[Opening Text under study section]

- Born: Ongart Cheamcharoenpornkul August 10, 1966 (age 60) Phra Nakhon Si Ayutthaya, Thailand
- Other name: Chae
- Education: Silpakorn University (SU)
- Occupations: Actor; film director; television director and producer;
- Years active: 1984–present
- Notable work: Sergeant Paphan in Death Whisperer universe

= Ongart Cheamcharoenpornkul =

Thai actor (born 1966)

Ongart Cheamcharoenpornkul (องอาจ เจียมเจริญพรกุล, born August 10, 1966 in Phra Nakhon Si Ayutthaya) is a Thai actor, filmmaker best known for his role as Sergeant Paphan in the Death Whisperer film series, appearing in all three installments released in 2023, 2024, and 2025, as well as the prequel spin-off Death Whisperer: Saming the Werebeast, released in 2026.

==Career==
Graduated from the Faculty of Painting, Sculpture and Graphic Arts at Silpakorn University as a member of its 42nd graduating class. He began his acting career as a supporting actor in Something About Art, a comedy drama film about art students at Silpakorn University in the 1980s. The film was directed by future National Artist Pieak Poster and was also loosely based on his own life.

He later moved into behind-the-scenes work, serving as a producer, screenwriter, art director, and creative for numerous television programs, television dramas, and films, most of which were comedies.

[Closing Text under study section]
[Opening Information provided section]

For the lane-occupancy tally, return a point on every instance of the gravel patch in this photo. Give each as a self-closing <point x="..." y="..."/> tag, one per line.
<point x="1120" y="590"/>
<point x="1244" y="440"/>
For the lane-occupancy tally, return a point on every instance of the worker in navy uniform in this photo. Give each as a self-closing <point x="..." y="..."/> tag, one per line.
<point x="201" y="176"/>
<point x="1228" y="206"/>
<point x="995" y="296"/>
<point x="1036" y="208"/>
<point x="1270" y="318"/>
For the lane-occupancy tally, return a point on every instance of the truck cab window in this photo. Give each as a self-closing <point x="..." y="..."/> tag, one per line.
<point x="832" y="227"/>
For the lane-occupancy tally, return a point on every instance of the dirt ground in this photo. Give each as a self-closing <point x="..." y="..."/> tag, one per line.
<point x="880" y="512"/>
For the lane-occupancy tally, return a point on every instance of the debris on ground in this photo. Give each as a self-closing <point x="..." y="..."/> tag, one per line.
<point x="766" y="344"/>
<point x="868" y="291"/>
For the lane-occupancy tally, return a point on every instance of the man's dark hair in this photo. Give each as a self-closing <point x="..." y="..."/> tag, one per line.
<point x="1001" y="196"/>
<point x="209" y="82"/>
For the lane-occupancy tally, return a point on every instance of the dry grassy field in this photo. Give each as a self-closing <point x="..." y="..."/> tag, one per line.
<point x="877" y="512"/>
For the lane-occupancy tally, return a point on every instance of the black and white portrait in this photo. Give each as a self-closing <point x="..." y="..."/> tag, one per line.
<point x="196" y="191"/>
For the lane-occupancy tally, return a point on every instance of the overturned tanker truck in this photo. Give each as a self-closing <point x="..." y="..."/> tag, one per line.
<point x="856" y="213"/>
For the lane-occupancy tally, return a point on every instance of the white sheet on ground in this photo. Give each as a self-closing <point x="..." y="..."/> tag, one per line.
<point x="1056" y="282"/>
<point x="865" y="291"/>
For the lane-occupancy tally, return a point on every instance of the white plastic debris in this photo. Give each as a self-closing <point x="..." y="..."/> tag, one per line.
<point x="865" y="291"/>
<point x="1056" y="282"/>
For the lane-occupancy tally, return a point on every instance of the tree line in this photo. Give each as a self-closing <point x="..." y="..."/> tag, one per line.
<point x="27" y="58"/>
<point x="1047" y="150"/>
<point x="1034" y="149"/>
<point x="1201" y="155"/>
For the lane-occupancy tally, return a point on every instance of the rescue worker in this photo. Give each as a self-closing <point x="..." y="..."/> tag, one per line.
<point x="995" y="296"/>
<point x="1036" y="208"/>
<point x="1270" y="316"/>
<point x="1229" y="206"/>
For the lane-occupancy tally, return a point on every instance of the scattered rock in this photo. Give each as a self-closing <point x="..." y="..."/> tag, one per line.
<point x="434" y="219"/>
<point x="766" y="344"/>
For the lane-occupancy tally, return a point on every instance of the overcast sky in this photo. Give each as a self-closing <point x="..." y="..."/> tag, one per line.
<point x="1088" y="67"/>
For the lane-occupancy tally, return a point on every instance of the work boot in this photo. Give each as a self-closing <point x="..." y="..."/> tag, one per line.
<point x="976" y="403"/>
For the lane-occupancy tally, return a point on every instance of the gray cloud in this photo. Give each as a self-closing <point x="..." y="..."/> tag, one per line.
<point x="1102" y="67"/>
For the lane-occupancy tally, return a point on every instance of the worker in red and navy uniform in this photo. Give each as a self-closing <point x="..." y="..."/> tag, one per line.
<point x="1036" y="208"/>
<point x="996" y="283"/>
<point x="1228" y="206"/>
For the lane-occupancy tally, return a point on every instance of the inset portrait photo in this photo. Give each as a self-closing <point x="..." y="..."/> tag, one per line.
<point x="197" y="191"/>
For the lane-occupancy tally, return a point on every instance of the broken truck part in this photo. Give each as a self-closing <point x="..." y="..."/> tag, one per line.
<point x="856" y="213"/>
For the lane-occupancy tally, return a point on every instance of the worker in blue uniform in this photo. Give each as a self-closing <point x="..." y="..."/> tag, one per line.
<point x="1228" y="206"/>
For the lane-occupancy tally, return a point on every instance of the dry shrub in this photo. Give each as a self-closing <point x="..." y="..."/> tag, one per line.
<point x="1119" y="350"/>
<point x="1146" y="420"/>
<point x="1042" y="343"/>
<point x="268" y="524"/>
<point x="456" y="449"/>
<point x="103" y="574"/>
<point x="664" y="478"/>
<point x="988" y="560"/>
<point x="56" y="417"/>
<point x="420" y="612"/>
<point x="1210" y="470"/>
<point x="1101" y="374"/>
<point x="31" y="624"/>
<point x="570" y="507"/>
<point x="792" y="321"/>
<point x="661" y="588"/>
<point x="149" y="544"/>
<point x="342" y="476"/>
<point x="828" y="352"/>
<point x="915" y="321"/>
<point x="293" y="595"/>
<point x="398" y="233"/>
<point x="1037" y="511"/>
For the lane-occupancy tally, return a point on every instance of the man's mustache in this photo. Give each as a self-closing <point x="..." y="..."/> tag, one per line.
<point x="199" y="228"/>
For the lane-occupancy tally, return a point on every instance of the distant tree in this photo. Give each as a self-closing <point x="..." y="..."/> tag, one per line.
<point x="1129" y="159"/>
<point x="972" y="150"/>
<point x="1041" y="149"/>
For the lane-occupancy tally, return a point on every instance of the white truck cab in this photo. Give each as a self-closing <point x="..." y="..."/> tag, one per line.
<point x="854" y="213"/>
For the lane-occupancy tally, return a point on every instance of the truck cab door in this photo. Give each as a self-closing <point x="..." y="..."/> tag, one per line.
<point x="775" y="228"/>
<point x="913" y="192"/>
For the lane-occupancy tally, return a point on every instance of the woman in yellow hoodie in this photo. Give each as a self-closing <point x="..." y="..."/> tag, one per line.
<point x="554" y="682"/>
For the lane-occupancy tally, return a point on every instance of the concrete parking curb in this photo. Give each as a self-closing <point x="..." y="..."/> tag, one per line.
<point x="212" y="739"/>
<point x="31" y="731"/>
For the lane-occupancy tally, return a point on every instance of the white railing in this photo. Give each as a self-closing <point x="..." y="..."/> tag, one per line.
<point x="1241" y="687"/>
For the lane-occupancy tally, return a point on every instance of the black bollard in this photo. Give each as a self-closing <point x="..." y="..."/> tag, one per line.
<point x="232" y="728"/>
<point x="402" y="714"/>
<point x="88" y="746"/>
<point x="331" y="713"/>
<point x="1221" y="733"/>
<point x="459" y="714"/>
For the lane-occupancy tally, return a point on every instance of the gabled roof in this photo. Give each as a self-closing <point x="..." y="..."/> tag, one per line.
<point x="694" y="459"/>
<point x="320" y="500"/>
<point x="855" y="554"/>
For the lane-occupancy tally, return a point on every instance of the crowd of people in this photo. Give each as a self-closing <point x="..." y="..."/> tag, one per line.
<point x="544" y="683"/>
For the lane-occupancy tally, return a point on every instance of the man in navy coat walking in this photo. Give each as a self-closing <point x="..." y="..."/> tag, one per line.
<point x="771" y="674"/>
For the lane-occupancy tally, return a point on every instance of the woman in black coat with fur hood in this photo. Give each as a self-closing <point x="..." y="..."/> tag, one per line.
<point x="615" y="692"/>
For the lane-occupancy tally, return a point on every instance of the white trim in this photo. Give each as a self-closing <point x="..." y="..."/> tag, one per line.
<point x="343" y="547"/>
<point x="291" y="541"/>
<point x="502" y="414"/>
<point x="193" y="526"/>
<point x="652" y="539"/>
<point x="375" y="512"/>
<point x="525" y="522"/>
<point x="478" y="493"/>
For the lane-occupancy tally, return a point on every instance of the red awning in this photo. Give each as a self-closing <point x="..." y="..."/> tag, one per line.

[Closing Information provided section]

# Exercise requirements:
a - In the Ongart Cheamcharoenpornkul text, who directed the film Something About Art?
b - Reproduce the part of the Ongart Cheamcharoenpornkul text that starts at "- Born: Ongart" and ends at "actor (born 1966)".

# Solutions per task:
a - Pieak Poster

b -
- Born: Ongart Cheamcharoenpornkul August 10, 1966 (age 60) Phra Nakhon Si Ayutthaya, Thailand
- Other name: Chae
- Education: Silpakorn University (SU)
- Occupations: Actor; film director; television director and producer;
- Years active: 1984–present
- Notable work: Sergeant Paphan in Death Whisperer universe

= Ongart Cheamcharoenpornkul =

Thai actor (born 1966)